→ What is asked
1. Reproduce the passage of the inflation article from "On the other" up to and including "why it exists.".
2. Answer these questions from the inflation article:
(a) What price per gallon was paid for gas yesterday?
(b) What is the property bought for $83,000 worth now?
(c) How much of its buying power has the dollar lost in the last hundred years?
3. Summarize the inflation article in two sentences.
>> START Text block
How to Use Inflation to Prosper

Is inflation good or bad?

It depends on your point of view.

I used to buy gas for $0.59/gallon. Yesterday I paid $2.27/gallon to fill my truck. (Gas is cheap in Texas.) That’s a big cost increase for me.

On the other hand, I once bought a property for $83,000. Now it’s worth $265,000. That’s a nice profit for me.


Most of us know that inflation is ever-present. Let’s start by defining why it exists.

Simply defined, inflation is the slow and relentless erosion of a currency’s buying power. This is evidenced by the increasing price of groceries, gas, lumber, housing and education, to name a few.

The cause is related to three primary factors:

  1. Component costs increase for businesses, cars, refrigerators, houses, etc. That raises the cost of the finished product or service.
  2. The law of supply and demand. Increasing demand for products will raise prices.
  3. Increased money supply. Governments are prone to print money, which creates too much money to chase too few goods and services.

Effect on Your Dollars

These factors have had their effect to varying degrees over the past century, as evidenced by the graph below. The dollar has lost over 96% of its buying power in the last hundred years.
>> END Text block
>> START Record extracts
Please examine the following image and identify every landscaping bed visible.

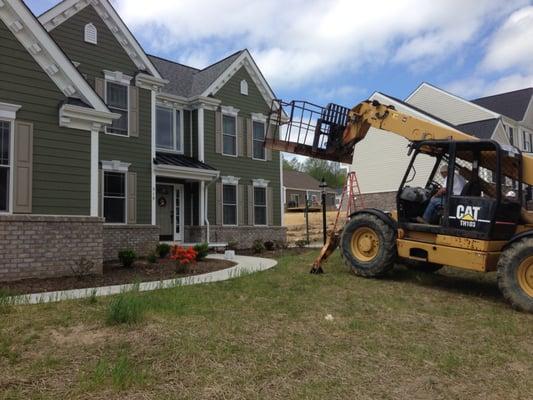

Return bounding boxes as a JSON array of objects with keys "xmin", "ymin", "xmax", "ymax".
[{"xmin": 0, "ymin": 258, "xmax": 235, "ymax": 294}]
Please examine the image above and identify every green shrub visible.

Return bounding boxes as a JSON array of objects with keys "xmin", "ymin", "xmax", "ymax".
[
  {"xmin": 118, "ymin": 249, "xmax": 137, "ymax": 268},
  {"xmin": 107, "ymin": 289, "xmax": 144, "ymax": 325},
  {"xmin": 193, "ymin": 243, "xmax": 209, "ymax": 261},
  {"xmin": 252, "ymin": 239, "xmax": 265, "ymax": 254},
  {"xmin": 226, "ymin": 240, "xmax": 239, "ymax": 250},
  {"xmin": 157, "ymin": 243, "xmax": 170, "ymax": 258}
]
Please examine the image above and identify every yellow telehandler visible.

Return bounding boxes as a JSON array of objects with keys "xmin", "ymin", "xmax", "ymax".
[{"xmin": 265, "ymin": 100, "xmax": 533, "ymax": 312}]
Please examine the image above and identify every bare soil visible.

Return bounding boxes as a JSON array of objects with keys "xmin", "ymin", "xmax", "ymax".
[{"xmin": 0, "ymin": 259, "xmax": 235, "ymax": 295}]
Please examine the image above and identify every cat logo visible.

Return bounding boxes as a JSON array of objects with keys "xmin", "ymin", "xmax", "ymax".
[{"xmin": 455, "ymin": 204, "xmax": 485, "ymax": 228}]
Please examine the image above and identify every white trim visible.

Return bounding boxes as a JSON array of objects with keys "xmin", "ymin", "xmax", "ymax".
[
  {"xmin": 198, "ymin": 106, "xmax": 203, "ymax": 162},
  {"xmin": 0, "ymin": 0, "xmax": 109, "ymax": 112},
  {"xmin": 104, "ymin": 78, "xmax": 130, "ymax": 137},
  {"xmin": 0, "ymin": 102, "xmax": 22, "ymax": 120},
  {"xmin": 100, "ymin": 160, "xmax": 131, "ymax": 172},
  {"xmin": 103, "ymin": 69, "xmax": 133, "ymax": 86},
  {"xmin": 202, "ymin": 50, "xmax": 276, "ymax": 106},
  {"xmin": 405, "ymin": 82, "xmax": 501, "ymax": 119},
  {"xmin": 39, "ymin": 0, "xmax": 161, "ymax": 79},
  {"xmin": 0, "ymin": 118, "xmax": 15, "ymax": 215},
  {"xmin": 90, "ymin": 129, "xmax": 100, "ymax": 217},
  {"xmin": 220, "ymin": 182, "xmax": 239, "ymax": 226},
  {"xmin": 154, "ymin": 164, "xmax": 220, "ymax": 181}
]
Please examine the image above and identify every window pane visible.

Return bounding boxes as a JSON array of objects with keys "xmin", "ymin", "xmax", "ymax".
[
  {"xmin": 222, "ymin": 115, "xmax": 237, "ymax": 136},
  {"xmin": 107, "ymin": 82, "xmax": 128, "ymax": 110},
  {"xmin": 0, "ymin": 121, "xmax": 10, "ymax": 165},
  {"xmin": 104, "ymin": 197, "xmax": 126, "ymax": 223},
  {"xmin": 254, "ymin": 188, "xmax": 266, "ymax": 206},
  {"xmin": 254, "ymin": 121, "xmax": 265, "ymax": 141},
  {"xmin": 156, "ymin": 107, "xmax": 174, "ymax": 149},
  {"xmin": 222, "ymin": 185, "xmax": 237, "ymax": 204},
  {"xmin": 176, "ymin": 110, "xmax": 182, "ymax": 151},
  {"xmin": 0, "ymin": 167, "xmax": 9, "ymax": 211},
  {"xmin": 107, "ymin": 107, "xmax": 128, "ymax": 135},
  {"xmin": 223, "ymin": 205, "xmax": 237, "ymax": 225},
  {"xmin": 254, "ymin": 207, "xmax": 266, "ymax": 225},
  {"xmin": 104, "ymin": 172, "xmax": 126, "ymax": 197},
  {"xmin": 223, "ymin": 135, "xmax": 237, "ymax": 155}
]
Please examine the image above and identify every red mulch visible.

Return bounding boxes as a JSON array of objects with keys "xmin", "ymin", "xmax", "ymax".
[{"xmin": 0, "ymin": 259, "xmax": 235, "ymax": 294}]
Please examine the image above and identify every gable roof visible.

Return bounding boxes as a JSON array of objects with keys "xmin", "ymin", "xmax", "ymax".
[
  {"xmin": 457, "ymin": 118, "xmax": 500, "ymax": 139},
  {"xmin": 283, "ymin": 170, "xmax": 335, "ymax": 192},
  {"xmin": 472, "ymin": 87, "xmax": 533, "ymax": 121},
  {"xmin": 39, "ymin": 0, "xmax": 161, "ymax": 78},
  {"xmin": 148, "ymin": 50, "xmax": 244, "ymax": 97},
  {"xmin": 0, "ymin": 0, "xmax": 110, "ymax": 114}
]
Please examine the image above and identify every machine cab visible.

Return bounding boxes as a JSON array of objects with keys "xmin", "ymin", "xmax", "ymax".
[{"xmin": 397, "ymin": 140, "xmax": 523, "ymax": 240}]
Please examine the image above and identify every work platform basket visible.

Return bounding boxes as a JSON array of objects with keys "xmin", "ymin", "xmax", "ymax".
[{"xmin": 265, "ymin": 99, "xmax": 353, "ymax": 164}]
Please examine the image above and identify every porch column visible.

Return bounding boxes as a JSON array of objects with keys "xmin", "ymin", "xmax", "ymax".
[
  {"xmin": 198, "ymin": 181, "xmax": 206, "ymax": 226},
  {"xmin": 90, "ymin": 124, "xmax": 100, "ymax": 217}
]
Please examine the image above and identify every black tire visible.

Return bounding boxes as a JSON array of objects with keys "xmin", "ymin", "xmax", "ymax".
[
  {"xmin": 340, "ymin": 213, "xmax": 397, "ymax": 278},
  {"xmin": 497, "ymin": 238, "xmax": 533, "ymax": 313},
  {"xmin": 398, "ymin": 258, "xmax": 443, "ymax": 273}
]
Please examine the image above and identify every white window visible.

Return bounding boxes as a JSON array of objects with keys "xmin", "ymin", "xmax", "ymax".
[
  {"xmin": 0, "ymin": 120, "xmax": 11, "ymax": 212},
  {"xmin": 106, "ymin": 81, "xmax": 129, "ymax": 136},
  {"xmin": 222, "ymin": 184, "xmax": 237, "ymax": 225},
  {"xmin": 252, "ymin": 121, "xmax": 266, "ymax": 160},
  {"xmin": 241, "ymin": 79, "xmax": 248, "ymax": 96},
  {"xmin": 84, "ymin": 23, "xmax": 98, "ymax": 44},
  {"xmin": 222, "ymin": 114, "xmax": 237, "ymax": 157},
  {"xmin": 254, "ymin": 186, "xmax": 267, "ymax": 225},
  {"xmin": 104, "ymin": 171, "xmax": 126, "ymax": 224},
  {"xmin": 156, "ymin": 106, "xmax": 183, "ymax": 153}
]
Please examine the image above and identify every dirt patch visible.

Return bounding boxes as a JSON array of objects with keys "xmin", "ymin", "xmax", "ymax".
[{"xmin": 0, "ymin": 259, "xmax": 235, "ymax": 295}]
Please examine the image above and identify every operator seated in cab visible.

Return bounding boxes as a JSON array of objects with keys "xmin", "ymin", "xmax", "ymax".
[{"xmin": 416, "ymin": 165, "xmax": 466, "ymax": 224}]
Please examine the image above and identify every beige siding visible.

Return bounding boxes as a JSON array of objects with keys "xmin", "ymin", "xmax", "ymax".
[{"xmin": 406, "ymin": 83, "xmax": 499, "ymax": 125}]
>> END Record extracts
>> START Record extracts
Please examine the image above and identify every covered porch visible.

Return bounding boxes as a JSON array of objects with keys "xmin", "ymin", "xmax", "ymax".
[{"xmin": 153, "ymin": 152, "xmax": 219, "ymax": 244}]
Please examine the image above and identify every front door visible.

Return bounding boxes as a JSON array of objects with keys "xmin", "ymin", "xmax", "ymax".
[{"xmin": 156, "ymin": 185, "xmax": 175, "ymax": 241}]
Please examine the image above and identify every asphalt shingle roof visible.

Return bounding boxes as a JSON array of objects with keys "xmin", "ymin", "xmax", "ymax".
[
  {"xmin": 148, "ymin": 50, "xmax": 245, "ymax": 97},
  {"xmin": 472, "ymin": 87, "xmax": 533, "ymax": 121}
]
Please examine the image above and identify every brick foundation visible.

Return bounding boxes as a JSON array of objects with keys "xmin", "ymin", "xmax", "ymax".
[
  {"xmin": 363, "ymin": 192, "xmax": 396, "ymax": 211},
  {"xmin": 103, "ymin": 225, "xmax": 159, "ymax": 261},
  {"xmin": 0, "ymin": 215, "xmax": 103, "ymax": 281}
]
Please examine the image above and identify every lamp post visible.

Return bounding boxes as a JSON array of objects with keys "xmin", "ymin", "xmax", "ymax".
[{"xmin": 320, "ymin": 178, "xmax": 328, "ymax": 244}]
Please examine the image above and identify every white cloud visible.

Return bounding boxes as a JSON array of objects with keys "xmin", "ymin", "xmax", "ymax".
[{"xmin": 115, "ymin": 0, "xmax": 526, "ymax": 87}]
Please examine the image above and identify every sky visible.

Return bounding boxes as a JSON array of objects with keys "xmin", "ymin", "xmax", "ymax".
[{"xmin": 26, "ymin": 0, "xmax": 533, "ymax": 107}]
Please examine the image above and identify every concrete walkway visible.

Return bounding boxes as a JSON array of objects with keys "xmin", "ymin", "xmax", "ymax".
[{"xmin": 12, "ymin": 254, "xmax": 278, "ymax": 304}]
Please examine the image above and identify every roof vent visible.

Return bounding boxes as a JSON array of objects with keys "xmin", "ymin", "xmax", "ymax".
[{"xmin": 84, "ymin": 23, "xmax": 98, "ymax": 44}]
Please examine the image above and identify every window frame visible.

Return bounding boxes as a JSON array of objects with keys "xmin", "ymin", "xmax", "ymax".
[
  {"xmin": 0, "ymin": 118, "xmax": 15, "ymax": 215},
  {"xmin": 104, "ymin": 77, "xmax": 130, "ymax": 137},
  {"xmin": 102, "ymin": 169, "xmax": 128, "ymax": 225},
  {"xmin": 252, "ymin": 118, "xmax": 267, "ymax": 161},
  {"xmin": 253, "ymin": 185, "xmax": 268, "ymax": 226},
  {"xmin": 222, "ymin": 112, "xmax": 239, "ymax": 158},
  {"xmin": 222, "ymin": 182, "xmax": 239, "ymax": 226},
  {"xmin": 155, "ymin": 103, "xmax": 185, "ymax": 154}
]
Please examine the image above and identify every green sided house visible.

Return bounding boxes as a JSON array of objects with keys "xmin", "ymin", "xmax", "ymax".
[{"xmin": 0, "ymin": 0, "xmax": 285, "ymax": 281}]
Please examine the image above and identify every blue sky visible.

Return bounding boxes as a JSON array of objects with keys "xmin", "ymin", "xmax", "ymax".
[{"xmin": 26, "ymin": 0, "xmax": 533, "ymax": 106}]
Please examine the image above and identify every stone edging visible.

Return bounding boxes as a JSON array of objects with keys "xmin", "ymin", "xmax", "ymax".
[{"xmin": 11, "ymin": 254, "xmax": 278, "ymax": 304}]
>> END Record extracts
→ Task answers
1.
On the other hand, I once bought a property for $83,000. Now it’s worth $265,000. That’s a nice profit for me.


Most of us know that inflation is ever-present. Let’s start by defining why it exists.

2.
(a) $2.27 per gallon
(b) $265,000
(c) Over 96%

3. The inflation article defines inflation as the slow and relentless erosion of a currency's buying power, evidenced by rising prices for goods such as groceries, gas, and housing, and attributes it to increasing component costs, supply and demand, and an increased money supply. Whether inflation is good or bad depends on one's point of view, since it raises costs like gas but also increases property values, and the dollar has lost over 96% of its buying power in the last hundred years.